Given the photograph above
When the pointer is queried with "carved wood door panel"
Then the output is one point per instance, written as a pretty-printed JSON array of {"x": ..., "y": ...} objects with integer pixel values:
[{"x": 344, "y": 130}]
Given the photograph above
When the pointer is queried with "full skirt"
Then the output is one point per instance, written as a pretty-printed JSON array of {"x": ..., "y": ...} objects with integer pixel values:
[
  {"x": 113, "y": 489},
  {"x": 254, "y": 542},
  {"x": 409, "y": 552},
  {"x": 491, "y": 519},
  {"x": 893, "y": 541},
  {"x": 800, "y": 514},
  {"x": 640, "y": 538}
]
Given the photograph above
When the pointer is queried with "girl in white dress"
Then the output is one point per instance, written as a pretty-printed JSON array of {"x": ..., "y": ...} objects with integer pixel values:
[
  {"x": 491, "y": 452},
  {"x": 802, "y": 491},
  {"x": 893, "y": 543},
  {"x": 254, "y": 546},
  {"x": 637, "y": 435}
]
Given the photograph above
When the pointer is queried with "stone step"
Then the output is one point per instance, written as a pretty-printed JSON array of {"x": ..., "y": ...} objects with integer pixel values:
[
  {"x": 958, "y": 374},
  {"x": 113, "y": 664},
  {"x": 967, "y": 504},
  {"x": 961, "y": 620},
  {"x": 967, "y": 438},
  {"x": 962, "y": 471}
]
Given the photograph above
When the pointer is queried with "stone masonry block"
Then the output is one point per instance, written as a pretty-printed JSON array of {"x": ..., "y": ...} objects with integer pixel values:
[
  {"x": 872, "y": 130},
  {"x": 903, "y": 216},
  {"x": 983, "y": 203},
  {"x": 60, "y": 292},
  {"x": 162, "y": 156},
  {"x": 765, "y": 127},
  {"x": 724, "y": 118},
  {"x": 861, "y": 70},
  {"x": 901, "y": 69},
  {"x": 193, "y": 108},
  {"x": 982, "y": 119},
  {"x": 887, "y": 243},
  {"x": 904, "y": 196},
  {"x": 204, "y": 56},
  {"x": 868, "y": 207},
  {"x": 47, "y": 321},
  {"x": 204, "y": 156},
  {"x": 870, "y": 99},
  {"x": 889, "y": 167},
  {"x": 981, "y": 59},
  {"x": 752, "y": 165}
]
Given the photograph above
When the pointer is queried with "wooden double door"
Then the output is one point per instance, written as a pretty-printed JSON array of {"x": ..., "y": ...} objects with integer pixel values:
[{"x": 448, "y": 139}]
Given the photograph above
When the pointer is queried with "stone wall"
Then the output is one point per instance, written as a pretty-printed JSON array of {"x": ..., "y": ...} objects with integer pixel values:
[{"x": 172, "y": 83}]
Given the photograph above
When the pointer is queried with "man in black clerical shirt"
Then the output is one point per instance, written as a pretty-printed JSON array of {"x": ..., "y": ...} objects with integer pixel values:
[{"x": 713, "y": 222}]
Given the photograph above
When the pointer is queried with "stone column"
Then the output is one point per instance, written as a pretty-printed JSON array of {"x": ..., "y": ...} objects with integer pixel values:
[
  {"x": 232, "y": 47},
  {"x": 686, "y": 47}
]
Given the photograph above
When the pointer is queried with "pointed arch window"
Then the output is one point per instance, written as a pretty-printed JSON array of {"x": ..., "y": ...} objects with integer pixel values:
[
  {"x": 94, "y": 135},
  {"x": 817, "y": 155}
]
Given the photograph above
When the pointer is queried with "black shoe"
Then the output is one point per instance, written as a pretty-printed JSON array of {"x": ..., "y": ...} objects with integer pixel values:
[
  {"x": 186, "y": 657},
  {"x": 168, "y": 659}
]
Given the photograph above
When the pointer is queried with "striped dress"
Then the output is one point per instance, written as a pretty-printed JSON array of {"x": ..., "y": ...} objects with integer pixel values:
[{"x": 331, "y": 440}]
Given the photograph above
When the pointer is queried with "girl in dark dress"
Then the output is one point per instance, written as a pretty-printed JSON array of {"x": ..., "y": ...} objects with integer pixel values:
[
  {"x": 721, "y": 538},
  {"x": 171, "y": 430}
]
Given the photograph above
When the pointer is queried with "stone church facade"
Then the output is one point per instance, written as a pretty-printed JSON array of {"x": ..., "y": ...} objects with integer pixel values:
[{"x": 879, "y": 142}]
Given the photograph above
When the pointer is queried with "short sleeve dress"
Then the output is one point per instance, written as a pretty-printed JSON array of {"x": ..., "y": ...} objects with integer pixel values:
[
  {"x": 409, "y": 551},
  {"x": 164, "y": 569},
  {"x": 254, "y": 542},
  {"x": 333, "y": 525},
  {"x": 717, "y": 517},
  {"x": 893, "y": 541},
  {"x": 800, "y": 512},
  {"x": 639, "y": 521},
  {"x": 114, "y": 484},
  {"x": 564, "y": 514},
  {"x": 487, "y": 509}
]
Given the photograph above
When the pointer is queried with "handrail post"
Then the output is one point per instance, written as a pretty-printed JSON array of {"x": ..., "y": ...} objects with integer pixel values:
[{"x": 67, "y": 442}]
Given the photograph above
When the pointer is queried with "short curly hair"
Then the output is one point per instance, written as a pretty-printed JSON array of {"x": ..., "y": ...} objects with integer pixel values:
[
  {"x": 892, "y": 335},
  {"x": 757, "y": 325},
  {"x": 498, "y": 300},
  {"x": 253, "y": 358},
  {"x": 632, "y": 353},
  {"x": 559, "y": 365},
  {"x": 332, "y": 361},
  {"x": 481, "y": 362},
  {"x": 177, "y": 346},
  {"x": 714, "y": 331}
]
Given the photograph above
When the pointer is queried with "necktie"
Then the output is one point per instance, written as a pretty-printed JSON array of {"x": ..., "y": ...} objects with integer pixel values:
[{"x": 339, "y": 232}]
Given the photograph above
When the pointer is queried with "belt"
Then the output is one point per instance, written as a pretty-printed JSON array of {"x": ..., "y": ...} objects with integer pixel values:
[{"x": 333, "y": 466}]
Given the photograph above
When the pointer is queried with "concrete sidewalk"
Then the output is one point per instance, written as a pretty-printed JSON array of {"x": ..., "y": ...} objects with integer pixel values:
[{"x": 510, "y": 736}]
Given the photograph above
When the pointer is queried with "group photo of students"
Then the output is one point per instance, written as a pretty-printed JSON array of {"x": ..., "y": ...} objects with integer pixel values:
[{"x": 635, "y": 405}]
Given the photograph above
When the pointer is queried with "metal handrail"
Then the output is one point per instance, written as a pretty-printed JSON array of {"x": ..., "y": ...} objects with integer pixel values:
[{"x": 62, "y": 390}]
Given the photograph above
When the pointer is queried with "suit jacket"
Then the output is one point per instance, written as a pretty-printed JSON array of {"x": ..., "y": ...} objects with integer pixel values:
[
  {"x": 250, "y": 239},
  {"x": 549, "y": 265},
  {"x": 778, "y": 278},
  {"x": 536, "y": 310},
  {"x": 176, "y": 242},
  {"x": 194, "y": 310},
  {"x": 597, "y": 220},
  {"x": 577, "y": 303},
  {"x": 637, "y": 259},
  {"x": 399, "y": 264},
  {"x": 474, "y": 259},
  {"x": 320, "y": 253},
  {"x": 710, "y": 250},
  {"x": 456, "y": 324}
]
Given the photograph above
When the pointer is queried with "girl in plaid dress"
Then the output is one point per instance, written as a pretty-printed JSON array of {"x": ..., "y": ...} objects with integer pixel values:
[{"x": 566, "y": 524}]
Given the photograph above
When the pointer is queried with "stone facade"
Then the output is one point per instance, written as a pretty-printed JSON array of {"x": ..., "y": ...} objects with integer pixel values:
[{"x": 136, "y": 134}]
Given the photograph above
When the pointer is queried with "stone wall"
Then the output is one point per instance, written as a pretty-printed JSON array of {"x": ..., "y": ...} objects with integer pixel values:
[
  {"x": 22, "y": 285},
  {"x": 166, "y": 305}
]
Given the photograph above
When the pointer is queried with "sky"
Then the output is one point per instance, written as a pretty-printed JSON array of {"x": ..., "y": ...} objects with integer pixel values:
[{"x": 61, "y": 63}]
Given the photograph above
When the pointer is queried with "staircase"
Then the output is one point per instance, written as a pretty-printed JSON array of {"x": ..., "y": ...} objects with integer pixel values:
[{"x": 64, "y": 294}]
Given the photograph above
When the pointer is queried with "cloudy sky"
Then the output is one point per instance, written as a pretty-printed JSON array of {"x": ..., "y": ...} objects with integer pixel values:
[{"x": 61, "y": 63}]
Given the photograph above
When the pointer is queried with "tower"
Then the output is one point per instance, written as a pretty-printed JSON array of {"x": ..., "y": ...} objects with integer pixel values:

══════════

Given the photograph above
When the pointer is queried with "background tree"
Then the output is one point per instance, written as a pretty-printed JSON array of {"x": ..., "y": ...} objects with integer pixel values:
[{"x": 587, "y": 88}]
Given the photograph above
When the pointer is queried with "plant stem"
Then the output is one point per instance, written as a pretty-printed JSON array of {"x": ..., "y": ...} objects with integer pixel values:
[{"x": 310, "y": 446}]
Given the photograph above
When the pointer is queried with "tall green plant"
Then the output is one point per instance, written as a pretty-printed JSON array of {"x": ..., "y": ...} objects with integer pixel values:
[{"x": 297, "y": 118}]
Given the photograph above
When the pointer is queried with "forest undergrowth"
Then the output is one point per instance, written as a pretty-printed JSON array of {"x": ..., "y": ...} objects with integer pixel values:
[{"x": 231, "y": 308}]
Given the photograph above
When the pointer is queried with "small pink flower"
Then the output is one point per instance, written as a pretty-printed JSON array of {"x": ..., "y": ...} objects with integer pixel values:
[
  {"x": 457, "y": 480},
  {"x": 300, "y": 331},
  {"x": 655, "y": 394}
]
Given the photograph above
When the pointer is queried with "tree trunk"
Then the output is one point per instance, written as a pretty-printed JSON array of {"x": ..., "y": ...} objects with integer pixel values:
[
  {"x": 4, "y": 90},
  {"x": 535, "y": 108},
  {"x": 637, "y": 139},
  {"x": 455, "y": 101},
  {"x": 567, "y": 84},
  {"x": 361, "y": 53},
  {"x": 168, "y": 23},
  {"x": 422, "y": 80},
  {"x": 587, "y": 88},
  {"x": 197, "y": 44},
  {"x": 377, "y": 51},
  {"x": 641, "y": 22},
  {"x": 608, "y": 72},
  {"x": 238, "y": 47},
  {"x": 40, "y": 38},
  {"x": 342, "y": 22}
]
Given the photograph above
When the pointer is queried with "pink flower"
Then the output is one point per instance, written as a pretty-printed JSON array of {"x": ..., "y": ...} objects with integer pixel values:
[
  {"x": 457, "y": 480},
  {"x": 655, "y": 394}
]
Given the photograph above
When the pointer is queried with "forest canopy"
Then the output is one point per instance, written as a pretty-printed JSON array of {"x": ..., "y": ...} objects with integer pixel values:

══════════

**EXERCISE PROMPT**
Enumerate every line in the records above that contains the string "forest", treating uppercase and lowercase letters as distinct.

**ANSWER TO THE PROBLEM**
When the pointer is queried with "forest undergrowth"
When the pointer is queried with "forest canopy"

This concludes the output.